* _WHAT IS REQUIRED_: Say how many lines of the records include the string "white". Nothing else belongs in the answer.

(Free-text object descriptions)

□ □ □ □ □

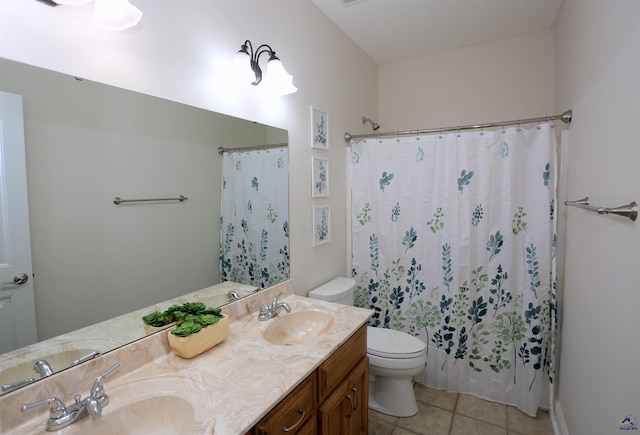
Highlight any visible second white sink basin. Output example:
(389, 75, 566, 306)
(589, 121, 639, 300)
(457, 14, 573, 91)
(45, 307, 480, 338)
(263, 310, 334, 345)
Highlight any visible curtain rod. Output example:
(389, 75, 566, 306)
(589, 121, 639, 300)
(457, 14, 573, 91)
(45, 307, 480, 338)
(343, 110, 572, 142)
(217, 142, 288, 155)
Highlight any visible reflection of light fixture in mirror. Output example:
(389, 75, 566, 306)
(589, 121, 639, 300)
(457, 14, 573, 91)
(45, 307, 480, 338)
(38, 0, 142, 31)
(232, 40, 297, 96)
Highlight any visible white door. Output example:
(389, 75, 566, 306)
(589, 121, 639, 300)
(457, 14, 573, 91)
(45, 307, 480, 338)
(0, 91, 37, 353)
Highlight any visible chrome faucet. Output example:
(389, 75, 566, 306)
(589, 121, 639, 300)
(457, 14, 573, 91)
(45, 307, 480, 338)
(251, 292, 291, 321)
(1, 359, 55, 393)
(33, 360, 54, 377)
(21, 362, 120, 431)
(227, 290, 240, 302)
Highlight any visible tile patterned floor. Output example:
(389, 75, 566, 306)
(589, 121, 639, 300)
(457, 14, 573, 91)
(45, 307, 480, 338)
(368, 384, 555, 435)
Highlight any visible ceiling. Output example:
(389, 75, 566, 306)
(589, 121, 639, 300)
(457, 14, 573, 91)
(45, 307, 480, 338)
(310, 0, 564, 64)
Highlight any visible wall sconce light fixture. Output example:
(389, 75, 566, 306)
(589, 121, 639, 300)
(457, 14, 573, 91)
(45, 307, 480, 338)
(232, 40, 297, 96)
(38, 0, 142, 31)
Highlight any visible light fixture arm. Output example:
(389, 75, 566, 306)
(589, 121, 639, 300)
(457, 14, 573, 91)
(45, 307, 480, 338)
(239, 40, 278, 86)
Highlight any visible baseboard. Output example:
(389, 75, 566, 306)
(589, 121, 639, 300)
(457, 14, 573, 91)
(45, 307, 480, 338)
(552, 396, 569, 435)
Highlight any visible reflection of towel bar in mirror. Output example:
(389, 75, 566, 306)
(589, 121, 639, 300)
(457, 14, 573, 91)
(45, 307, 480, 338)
(564, 197, 638, 222)
(113, 195, 188, 205)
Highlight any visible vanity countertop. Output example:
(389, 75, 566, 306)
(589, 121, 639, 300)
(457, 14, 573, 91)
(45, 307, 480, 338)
(1, 287, 372, 434)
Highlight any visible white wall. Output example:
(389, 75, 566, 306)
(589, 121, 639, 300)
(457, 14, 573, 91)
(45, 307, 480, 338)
(554, 1, 640, 434)
(0, 0, 378, 320)
(378, 30, 556, 130)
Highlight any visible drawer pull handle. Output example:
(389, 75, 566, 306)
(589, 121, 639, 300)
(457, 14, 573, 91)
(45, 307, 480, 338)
(281, 408, 305, 432)
(352, 387, 359, 410)
(345, 394, 354, 418)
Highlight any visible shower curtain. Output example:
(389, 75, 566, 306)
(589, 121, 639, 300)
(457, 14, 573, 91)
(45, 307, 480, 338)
(350, 124, 557, 416)
(220, 148, 289, 288)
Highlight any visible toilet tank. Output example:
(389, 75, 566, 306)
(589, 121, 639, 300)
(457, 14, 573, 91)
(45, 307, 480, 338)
(308, 277, 355, 306)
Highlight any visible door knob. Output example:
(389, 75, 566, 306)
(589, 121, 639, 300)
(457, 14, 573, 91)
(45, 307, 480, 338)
(1, 273, 29, 286)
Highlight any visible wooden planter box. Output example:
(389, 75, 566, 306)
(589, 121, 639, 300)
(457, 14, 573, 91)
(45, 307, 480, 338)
(167, 315, 229, 359)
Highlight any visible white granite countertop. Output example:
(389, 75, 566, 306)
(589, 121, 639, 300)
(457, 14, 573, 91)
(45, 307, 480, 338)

□ □ □ □ □

* _RESPONSE TO THE TASK_: 4